## What the task requires:
Each line from the one containing "the brown trouser" to the end of the listing below should be repeated exactly, with no other line included.

## Data for the task:
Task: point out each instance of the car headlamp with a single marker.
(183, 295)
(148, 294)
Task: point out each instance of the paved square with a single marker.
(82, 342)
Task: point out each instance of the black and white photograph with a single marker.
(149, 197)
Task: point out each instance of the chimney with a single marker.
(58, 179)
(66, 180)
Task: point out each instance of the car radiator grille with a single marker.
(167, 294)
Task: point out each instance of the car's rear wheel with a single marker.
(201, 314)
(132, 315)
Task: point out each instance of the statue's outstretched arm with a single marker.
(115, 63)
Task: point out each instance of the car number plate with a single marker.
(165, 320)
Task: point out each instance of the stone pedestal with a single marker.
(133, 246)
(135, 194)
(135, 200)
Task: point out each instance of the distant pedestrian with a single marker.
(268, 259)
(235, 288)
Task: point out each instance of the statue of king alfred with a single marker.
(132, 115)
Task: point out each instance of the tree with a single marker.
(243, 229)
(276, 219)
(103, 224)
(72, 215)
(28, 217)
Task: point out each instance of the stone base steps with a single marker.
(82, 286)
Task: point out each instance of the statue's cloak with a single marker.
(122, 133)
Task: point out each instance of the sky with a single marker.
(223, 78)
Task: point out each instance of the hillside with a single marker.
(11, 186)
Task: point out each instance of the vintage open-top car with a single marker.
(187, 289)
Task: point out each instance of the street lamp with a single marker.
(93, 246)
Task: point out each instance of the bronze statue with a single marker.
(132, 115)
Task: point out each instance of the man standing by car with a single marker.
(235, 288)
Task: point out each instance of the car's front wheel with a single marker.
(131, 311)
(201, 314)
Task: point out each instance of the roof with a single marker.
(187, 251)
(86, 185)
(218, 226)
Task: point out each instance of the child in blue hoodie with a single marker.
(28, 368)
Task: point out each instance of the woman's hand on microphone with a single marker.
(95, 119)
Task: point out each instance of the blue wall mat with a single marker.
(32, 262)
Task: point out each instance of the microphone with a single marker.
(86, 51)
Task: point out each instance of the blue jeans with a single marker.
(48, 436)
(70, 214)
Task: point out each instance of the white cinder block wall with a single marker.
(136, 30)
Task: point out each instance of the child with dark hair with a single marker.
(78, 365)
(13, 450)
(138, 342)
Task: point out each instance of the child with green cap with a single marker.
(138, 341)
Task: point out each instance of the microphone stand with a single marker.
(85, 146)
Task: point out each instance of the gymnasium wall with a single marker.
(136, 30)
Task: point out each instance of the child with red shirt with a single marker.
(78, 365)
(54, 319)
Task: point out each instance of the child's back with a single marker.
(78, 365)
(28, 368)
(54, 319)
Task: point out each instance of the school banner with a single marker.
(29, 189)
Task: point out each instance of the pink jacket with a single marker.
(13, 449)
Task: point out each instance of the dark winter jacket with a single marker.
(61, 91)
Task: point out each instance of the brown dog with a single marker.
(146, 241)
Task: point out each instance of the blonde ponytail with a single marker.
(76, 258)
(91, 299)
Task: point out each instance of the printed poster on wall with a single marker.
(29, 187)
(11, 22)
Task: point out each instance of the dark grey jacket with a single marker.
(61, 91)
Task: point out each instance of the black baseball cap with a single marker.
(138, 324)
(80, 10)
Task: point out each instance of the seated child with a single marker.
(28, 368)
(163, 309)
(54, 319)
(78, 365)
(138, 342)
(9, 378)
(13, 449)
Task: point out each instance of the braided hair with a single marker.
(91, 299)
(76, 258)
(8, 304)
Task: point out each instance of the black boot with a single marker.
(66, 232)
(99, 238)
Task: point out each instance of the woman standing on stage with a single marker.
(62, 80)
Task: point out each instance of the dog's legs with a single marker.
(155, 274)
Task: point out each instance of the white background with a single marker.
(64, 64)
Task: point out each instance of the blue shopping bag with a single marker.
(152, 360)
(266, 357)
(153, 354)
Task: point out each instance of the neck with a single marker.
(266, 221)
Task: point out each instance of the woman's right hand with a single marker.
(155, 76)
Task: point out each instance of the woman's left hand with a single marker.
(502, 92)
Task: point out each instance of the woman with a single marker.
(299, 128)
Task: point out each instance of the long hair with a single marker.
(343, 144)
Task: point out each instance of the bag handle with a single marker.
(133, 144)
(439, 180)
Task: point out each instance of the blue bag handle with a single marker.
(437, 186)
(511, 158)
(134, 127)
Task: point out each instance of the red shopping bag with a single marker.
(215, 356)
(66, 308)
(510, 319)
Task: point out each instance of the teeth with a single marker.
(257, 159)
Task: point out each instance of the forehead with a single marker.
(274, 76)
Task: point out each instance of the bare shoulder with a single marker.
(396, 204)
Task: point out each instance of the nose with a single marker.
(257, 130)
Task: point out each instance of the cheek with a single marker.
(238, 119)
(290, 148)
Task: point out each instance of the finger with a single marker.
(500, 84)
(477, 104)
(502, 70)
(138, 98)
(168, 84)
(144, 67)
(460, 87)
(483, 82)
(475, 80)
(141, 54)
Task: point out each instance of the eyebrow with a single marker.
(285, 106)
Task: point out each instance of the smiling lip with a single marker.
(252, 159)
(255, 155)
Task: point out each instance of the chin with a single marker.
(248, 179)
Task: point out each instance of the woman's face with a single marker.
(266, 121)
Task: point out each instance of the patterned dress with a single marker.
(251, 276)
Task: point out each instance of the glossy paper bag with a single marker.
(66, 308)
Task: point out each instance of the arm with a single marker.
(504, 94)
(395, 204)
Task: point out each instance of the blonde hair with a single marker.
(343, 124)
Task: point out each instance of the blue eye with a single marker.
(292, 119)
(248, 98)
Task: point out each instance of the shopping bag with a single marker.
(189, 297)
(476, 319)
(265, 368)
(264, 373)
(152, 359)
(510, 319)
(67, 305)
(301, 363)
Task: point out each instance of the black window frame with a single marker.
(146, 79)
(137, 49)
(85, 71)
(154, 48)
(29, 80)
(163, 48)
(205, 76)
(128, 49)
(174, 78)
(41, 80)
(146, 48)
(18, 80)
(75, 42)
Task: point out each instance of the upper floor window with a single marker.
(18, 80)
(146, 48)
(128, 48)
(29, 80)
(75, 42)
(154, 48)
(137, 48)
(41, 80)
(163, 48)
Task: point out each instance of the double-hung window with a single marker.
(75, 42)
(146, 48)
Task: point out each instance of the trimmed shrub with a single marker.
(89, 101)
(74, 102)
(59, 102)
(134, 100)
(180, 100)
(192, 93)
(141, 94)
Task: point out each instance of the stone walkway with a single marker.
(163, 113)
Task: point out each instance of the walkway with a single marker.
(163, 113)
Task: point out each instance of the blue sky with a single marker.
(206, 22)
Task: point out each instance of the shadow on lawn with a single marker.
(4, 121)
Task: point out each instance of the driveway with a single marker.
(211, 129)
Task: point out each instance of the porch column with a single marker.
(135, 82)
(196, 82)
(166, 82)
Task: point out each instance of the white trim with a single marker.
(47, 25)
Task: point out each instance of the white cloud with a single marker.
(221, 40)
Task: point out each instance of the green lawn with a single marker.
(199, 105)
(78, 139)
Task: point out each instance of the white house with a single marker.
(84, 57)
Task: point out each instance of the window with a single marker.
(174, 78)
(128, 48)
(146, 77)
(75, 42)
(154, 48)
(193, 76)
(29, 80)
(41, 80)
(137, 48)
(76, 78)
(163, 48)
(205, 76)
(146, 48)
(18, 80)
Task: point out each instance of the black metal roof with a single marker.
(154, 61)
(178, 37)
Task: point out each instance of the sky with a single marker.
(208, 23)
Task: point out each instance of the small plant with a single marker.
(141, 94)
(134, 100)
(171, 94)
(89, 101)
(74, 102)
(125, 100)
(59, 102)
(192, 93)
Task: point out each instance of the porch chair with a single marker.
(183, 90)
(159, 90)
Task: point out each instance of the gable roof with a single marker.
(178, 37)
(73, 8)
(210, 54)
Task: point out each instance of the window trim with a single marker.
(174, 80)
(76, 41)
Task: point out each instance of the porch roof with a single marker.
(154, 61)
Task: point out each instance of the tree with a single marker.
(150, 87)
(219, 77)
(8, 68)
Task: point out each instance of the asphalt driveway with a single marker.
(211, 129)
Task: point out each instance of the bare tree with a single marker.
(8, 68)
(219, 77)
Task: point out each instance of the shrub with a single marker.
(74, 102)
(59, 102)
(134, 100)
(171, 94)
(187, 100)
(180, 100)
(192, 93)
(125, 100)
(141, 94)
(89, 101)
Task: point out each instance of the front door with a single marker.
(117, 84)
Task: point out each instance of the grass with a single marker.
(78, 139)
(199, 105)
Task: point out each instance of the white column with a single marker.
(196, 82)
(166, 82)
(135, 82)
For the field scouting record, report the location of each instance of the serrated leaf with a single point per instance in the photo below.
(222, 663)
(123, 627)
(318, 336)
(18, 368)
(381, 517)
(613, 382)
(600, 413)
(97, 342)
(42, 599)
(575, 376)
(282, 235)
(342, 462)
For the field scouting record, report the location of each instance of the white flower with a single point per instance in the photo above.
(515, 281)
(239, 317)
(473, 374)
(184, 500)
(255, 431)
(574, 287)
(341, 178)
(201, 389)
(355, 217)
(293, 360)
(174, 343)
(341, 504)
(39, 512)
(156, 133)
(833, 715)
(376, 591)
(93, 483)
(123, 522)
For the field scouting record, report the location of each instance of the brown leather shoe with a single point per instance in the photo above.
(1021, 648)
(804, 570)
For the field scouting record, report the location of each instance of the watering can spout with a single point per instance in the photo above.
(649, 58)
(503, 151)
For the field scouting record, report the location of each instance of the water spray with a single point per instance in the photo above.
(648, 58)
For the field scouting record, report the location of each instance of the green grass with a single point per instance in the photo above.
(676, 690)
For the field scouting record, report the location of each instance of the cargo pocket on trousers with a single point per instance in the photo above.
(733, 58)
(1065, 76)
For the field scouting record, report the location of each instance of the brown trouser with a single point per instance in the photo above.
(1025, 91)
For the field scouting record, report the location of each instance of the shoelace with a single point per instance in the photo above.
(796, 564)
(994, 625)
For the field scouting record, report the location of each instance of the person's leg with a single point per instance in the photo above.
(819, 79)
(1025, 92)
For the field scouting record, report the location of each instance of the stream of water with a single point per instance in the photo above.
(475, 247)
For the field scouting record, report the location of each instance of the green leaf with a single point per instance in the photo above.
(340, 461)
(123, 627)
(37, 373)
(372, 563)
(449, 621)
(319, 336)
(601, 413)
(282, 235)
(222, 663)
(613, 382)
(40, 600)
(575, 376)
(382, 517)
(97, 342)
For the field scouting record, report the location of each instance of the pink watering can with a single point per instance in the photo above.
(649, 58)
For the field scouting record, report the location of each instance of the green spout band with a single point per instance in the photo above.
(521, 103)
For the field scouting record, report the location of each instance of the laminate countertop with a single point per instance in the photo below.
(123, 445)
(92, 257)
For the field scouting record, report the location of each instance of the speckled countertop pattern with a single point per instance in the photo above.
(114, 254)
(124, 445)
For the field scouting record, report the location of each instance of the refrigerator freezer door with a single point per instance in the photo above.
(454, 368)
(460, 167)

## Result for this exercise:
For the field scouting record, report the location of each instance of the brown trouser with a single point per instance in the photo above.
(1025, 91)
For the field scouting record, report the location of each instance of the shoelace with a single point per instance in the photo above.
(796, 564)
(994, 625)
For the field scouting record, report the location of each instance of the person's leg with a single point per instance in the photo above.
(819, 79)
(1025, 92)
For the field scouting record, report the location of each instance of the stream of water with a single point per instance in the photo above.
(475, 247)
For the field scouting record, report the location of each instance of the green leaf with a single point per instance in the photo above.
(340, 461)
(123, 627)
(37, 373)
(372, 563)
(449, 621)
(319, 336)
(601, 413)
(282, 235)
(222, 663)
(613, 382)
(40, 600)
(575, 376)
(382, 517)
(97, 342)
For the field scouting record, report the location of each instance of the pink watering can with a single point per instance in the photo above.
(649, 58)
For the field scouting record, report the location of each instance of the green spout band with a single point per instance in the photo above.
(521, 103)
For the field scouting record, report the location of each instance of the laminate countertop with a single point per instance in the photo below.
(123, 445)
(92, 257)
For the field scouting record, report the location of each instance of the speckled countertop pattern with a single point per instance in the photo above.
(114, 254)
(124, 445)
For the field scouting record, report the location of each instance of the refrigerator freezer door with a single point per instance in the photo above.
(454, 368)
(460, 167)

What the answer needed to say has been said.